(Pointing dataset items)
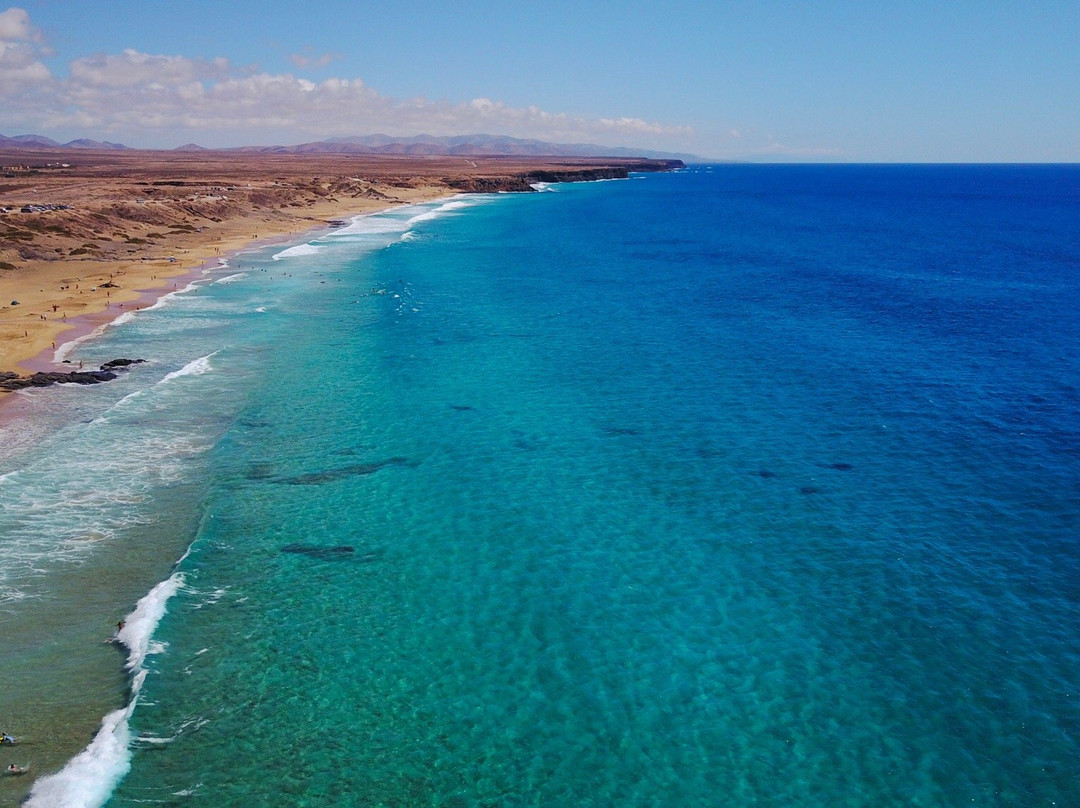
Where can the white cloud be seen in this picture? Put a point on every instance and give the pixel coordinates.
(21, 48)
(148, 98)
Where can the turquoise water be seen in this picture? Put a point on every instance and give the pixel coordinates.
(742, 485)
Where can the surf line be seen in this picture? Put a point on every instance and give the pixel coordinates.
(90, 778)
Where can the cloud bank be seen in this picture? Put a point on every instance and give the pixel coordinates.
(152, 99)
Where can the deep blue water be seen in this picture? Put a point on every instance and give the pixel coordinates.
(741, 485)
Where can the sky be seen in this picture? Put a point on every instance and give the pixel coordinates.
(792, 81)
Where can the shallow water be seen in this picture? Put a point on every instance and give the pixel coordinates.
(741, 485)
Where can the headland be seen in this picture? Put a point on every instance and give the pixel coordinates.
(86, 236)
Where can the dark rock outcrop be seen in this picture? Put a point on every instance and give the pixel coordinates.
(11, 380)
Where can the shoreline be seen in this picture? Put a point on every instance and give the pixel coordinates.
(58, 777)
(149, 287)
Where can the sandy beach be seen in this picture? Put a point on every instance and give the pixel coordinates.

Short task | Copy all of the items above word for word, leaving out the pictures.

Result for this task |
Where can the white cloud be seen in this picture? Put a point on every instance and give the pixel coordinates.
(21, 48)
(148, 98)
Where can the turquoise water be seen in this picture? Put a point on every instance and give the pixel coordinates.
(742, 485)
Where can the surf line be seen in this picture? Put a point on every instance and give the pixel coordinates.
(90, 778)
Where can the cloud bank be seen in this picture? Put a point on every instance and give the pixel coordinates.
(152, 99)
Where can the deep blue water be seen in this picture? Put a point on every instance and give the pixel coordinates.
(741, 485)
Where can the sky be seen in this picture? Put a point on every instance and give the pixel coordinates.
(792, 81)
Where can the shallow water be seen in this picture? Put a point on every instance and give the pixel coordinates.
(741, 485)
Where can the headland be seen in this picture? Put a point on every instance and give the pixel coordinates.
(86, 236)
Where can the dark rock outcrop be seen in this picture? Put a point on every instance and give the pixel coordinates.
(11, 380)
Where can the shoreline be seen in this picture? Put a point on every instance and give the pixel coordinates.
(58, 777)
(149, 287)
Where can the sandy beach be seen in this picture? Put a point on every instance and give the pixel coordinates.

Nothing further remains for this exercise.